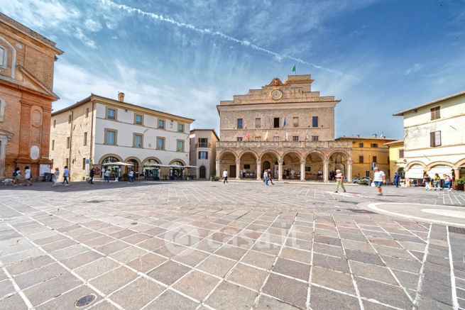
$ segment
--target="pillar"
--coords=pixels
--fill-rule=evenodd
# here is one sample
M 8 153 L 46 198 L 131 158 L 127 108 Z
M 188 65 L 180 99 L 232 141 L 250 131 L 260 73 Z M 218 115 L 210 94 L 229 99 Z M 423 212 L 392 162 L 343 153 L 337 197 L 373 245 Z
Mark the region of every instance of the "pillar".
M 328 171 L 329 170 L 329 160 L 323 160 L 323 182 L 328 182 Z
M 351 160 L 347 161 L 347 174 L 346 175 L 346 177 L 347 178 L 348 183 L 352 182 L 352 161 Z
M 278 180 L 283 181 L 283 160 L 278 160 Z

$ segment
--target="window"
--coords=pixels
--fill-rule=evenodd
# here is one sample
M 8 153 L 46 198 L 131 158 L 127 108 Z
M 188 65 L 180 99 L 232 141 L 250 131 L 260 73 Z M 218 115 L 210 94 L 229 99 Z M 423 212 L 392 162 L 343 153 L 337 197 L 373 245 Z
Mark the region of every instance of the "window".
M 441 118 L 441 107 L 437 106 L 431 109 L 431 120 Z
M 208 159 L 208 152 L 206 150 L 201 150 L 199 152 L 199 160 L 207 160 Z
M 237 118 L 237 129 L 242 129 L 243 125 L 243 119 Z
M 157 137 L 157 150 L 165 150 L 165 138 Z
M 318 116 L 312 116 L 312 127 L 318 127 Z
M 106 108 L 106 119 L 116 119 L 116 110 L 114 109 Z
M 104 143 L 107 145 L 116 145 L 116 131 L 105 129 Z
M 292 118 L 292 126 L 294 127 L 299 127 L 299 118 L 297 116 L 294 116 Z
M 134 123 L 142 125 L 143 123 L 143 116 L 142 114 L 134 114 Z
M 133 133 L 133 148 L 143 148 L 143 135 L 138 133 Z
M 158 128 L 159 129 L 165 129 L 165 120 L 164 119 L 159 119 L 158 120 Z
M 430 146 L 441 146 L 441 131 L 430 133 Z
M 178 140 L 176 142 L 176 152 L 184 152 L 184 140 Z

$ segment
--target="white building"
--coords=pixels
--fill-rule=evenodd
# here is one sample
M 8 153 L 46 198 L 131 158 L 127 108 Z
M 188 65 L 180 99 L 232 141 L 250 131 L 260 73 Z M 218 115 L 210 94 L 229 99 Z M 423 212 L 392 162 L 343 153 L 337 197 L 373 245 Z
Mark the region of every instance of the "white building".
M 219 140 L 214 129 L 190 131 L 190 165 L 198 167 L 197 179 L 209 179 L 215 175 L 217 142 Z
M 187 173 L 174 166 L 189 165 L 192 118 L 124 102 L 119 93 L 119 100 L 92 94 L 53 113 L 51 121 L 50 158 L 55 167 L 70 167 L 71 180 L 84 179 L 91 167 L 102 170 L 112 162 L 133 164 L 139 177 Z M 113 177 L 127 172 L 109 167 Z
M 405 177 L 465 175 L 465 92 L 394 116 L 404 117 Z

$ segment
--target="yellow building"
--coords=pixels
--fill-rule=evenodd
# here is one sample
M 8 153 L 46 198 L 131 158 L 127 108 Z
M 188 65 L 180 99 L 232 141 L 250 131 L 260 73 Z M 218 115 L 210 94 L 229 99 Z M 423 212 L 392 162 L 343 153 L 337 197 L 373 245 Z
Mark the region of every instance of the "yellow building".
M 378 137 L 373 134 L 371 137 L 364 138 L 357 135 L 351 137 L 341 137 L 337 141 L 352 142 L 352 178 L 370 177 L 373 178 L 373 162 L 380 170 L 384 171 L 386 177 L 391 179 L 389 167 L 389 147 L 386 143 L 395 141 L 385 137 Z M 349 177 L 347 176 L 347 179 Z
M 385 145 L 388 145 L 389 148 L 389 170 L 393 177 L 398 172 L 403 178 L 405 176 L 404 169 L 407 164 L 407 160 L 404 157 L 404 140 L 396 140 L 385 143 Z

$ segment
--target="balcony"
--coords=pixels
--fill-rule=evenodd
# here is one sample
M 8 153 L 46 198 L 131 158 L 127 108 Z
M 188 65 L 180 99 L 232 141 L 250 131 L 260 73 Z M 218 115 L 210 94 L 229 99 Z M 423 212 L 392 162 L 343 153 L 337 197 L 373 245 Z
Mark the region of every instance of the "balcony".
M 218 141 L 217 148 L 348 148 L 351 141 Z
M 209 142 L 198 142 L 195 143 L 195 148 L 212 148 L 212 144 Z

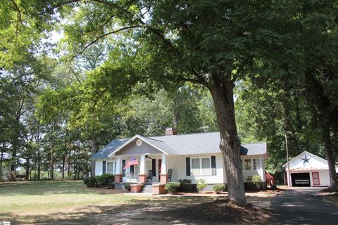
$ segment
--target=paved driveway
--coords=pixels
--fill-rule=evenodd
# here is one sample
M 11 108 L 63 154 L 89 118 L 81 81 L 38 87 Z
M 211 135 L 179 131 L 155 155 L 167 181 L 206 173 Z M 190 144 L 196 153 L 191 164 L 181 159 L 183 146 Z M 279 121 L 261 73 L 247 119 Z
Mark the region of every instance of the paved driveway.
M 323 201 L 317 191 L 285 191 L 271 200 L 271 209 L 282 224 L 338 224 L 338 207 Z

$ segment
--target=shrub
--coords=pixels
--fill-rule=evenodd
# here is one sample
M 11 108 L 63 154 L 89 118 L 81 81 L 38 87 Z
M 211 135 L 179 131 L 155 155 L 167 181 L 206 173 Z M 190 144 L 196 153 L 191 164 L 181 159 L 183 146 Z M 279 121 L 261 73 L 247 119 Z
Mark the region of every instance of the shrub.
M 125 188 L 130 191 L 130 183 L 125 183 Z
M 101 176 L 96 176 L 97 187 L 106 187 L 114 182 L 114 175 L 104 174 Z
M 213 186 L 213 191 L 215 191 L 215 193 L 216 194 L 219 194 L 221 192 L 226 191 L 227 191 L 227 186 L 224 184 L 215 184 L 215 185 Z
M 196 189 L 196 184 L 192 184 L 192 180 L 189 179 L 180 179 L 178 181 L 180 184 L 180 191 L 182 192 L 194 192 Z
M 83 179 L 83 183 L 84 183 L 85 185 L 88 188 L 92 188 L 94 187 L 96 184 L 96 179 L 95 176 L 89 176 L 88 178 L 85 178 Z
M 180 182 L 180 184 L 192 184 L 192 180 L 189 179 L 180 179 L 180 181 L 178 181 Z
M 201 193 L 203 191 L 203 189 L 204 189 L 208 184 L 206 184 L 206 180 L 204 179 L 198 179 L 196 181 L 197 181 L 197 190 L 199 191 L 199 193 Z
M 256 186 L 256 188 L 257 189 L 261 189 L 261 184 L 262 184 L 262 179 L 261 179 L 261 176 L 259 175 L 252 176 L 251 182 Z
M 167 183 L 164 188 L 168 191 L 170 194 L 175 194 L 178 192 L 181 184 L 178 181 L 171 181 Z

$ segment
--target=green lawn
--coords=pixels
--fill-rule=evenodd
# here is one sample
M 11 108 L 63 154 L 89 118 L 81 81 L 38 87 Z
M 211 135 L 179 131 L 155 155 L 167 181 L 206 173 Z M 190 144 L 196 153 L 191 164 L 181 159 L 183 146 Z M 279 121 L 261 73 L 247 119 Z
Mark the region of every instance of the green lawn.
M 25 224 L 27 219 L 34 220 L 35 217 L 65 214 L 90 206 L 113 205 L 144 198 L 101 193 L 85 187 L 82 181 L 0 183 L 0 221 Z
M 260 208 L 234 207 L 226 202 L 215 202 L 224 200 L 224 197 L 156 198 L 113 193 L 118 191 L 88 188 L 82 181 L 0 183 L 0 221 L 10 221 L 11 224 L 163 225 L 201 221 L 208 224 L 212 219 L 215 224 L 224 224 L 225 220 L 252 224 L 248 221 L 248 212 L 258 217 L 258 224 L 271 224 L 273 219 L 270 213 Z M 248 200 L 263 207 L 265 202 L 270 202 L 269 198 L 248 197 Z M 224 208 L 222 212 L 225 213 L 213 212 L 214 204 Z

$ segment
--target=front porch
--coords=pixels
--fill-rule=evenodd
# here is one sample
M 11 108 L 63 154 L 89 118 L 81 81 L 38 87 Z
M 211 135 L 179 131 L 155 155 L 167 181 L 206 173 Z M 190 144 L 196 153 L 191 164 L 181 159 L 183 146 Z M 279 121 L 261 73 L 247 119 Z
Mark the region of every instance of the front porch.
M 123 169 L 131 157 L 123 155 L 113 158 L 113 164 L 115 163 L 113 174 L 116 183 L 165 184 L 168 181 L 168 159 L 165 154 L 135 155 L 139 164 Z M 107 162 L 107 164 L 109 162 Z

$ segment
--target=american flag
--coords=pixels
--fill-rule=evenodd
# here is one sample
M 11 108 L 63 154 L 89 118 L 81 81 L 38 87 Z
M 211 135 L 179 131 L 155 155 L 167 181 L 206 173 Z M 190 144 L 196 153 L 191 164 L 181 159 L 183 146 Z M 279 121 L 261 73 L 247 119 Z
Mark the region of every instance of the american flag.
M 131 158 L 129 159 L 128 162 L 127 162 L 127 164 L 123 167 L 123 169 L 125 169 L 126 168 L 130 167 L 131 165 L 137 165 L 137 164 L 139 164 L 139 162 L 137 162 L 137 160 L 136 159 L 136 157 L 133 156 L 133 157 L 132 157 Z

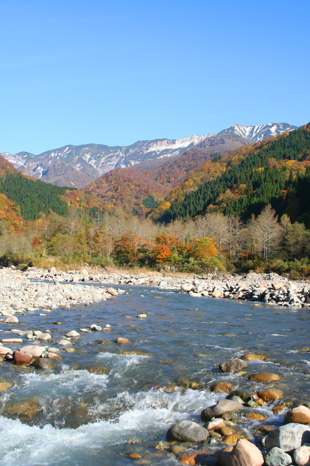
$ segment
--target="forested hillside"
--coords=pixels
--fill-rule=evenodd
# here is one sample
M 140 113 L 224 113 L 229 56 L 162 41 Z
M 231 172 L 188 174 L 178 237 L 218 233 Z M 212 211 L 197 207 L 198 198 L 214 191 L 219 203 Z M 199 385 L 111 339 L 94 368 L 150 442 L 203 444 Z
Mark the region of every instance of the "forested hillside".
M 69 189 L 26 177 L 0 157 L 0 193 L 5 195 L 1 201 L 3 204 L 4 199 L 8 199 L 10 205 L 15 203 L 19 208 L 17 216 L 20 213 L 24 220 L 35 220 L 40 212 L 46 215 L 51 211 L 59 215 L 67 214 L 67 203 L 60 196 L 64 196 Z
M 183 200 L 172 201 L 159 219 L 168 222 L 178 216 L 194 217 L 210 209 L 246 219 L 271 203 L 278 214 L 289 212 L 297 220 L 302 216 L 309 225 L 310 208 L 305 197 L 310 186 L 310 124 L 234 150 L 224 157 L 224 163 L 216 157 L 213 172 L 221 173 L 200 184 Z M 205 169 L 206 166 L 211 166 L 211 163 Z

==================================================

Render the stretch from the start of the entries through the line containing "M 178 140 L" as a JSON list of strings, one string per line, leaving out blank lines and the pictures.

### Task solution
[
  "$ segment",
  "--target=\"pillar\"",
  "--coords=pixels",
  "--fill-rule=evenodd",
  "# here is one sample",
  "M 8 153 L 46 198 L 131 158 L 127 108 Z",
  "M 188 65 L 180 99 L 232 141 L 250 131 L 260 73 Z M 218 115 L 210 94 L 229 99 Z M 423 212 L 392 162 L 343 153 L 337 197 L 373 245 Z",
  "Mark the region of every instance of the \"pillar\".",
  "M 328 171 L 329 170 L 329 160 L 323 160 L 323 182 L 328 182 Z",
  "M 351 160 L 347 161 L 347 174 L 346 175 L 346 177 L 347 178 L 348 183 L 352 182 L 352 161 Z",
  "M 278 180 L 283 181 L 283 160 L 278 160 Z",
  "$ segment",
  "--target=\"window\"",
  "--coords=pixels",
  "--fill-rule=evenodd",
  "# here is one sample",
  "M 8 153 L 46 198 L 131 158 L 127 108 Z",
  "M 188 65 L 180 99 L 232 141 L 250 131 L 260 73 Z M 218 115 L 210 94 L 229 99 Z M 423 212 L 392 162 L 343 153 L 337 197 L 373 245 Z",
  "Mark the region of every instance of the \"window\".",
  "M 441 118 L 441 107 L 437 106 L 431 109 L 431 120 Z",
  "M 208 159 L 208 152 L 206 150 L 201 150 L 199 152 L 199 160 L 207 160 Z",
  "M 237 118 L 237 129 L 242 129 L 243 125 L 243 119 Z",
  "M 157 137 L 157 150 L 165 150 L 165 138 Z",
  "M 318 116 L 312 116 L 312 127 L 318 127 Z",
  "M 106 108 L 106 119 L 116 119 L 116 110 L 114 109 Z",
  "M 104 143 L 107 145 L 116 145 L 116 131 L 105 129 Z",
  "M 292 118 L 292 126 L 294 127 L 299 127 L 299 118 L 297 116 L 294 116 Z",
  "M 134 123 L 142 125 L 143 123 L 143 116 L 142 114 L 134 114 Z",
  "M 133 133 L 133 148 L 143 148 L 143 135 L 138 133 Z",
  "M 158 128 L 159 129 L 165 129 L 165 120 L 164 119 L 159 119 L 158 120 Z",
  "M 430 146 L 441 146 L 441 131 L 430 133 Z",
  "M 178 140 L 176 142 L 176 152 L 184 152 L 184 140 Z"
]